• _Data excerpts_:
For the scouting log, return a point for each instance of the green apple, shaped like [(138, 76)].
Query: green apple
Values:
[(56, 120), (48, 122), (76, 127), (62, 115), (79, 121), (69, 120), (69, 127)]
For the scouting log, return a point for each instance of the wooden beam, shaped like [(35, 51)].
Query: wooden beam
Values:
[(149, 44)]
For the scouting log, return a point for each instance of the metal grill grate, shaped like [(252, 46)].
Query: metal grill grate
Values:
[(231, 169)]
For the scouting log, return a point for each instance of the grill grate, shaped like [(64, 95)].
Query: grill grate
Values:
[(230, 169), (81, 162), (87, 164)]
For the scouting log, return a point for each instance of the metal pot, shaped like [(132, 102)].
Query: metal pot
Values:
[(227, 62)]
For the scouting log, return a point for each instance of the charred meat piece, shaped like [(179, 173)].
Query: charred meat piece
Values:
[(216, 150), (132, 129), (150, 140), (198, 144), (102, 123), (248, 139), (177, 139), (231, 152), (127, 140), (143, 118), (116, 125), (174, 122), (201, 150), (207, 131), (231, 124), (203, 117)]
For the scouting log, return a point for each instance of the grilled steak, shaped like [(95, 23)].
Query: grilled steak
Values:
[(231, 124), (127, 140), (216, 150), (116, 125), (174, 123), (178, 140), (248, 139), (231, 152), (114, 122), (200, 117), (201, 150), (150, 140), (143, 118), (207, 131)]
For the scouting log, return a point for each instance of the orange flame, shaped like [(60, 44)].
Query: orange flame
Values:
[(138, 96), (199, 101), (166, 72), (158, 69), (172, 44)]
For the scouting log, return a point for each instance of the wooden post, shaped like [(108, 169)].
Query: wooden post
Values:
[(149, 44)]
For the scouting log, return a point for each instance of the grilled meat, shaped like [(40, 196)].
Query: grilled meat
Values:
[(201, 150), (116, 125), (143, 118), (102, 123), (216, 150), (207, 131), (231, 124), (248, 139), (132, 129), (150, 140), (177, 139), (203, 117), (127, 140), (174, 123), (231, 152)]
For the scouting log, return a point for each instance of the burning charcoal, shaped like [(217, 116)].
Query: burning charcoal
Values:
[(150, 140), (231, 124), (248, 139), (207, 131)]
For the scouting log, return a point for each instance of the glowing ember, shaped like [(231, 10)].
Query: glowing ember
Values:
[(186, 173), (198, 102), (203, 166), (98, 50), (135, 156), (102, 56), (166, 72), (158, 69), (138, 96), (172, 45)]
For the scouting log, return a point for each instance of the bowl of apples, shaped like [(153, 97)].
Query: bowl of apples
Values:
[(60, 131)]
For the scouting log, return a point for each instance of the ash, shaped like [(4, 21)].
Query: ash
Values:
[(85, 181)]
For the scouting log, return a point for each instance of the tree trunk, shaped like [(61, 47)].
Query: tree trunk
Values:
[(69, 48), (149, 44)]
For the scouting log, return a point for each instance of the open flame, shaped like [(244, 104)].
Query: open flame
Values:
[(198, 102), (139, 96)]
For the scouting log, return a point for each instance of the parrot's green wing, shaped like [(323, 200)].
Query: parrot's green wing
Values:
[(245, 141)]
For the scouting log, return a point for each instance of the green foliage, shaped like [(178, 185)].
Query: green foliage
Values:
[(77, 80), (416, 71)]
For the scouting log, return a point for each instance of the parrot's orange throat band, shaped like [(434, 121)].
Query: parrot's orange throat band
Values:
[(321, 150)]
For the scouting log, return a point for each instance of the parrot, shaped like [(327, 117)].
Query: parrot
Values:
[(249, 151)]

• _What to do_:
Render the material as a Markdown table with the columns "No." and "Entry", giving each line its own numbered row and leaving out blank lines. Include everything from the first line of the material down to the line containing "[(227, 62)]", both ends included.

• _Finished task_:
| No. | Entry |
|---|---|
| 1 | For the scouting log, return a point for each instance of the green apple, shaped like [(138, 76)]. |
| 2 | Query: green apple |
| 3 | Values: |
| 4 | [(56, 120), (48, 122), (76, 127), (62, 115), (79, 121), (69, 120), (69, 127)] |
| 5 | For the scouting log, return a point for each instance of the wooden beam, shaped like [(35, 51)]. |
| 6 | Query: wooden beam |
| 7 | Values: |
| 8 | [(149, 44)] |
| 9 | For the scouting log, return a point for each instance of the metal grill grate, shaped like [(252, 46)]. |
| 10 | Query: metal grill grate |
| 11 | Values: |
| 12 | [(231, 169)] |
| 13 | For the scouting log, return a point for each instance of the grill grate, shaped like [(64, 95)]. |
| 14 | Query: grill grate |
| 15 | Values: |
| 16 | [(230, 169), (81, 162), (87, 164)] |
| 17 | For the scouting log, return a point for each instance of the metal pot, shaped like [(132, 102)]. |
| 18 | Query: metal pot |
| 19 | Values: |
| 20 | [(227, 62)] |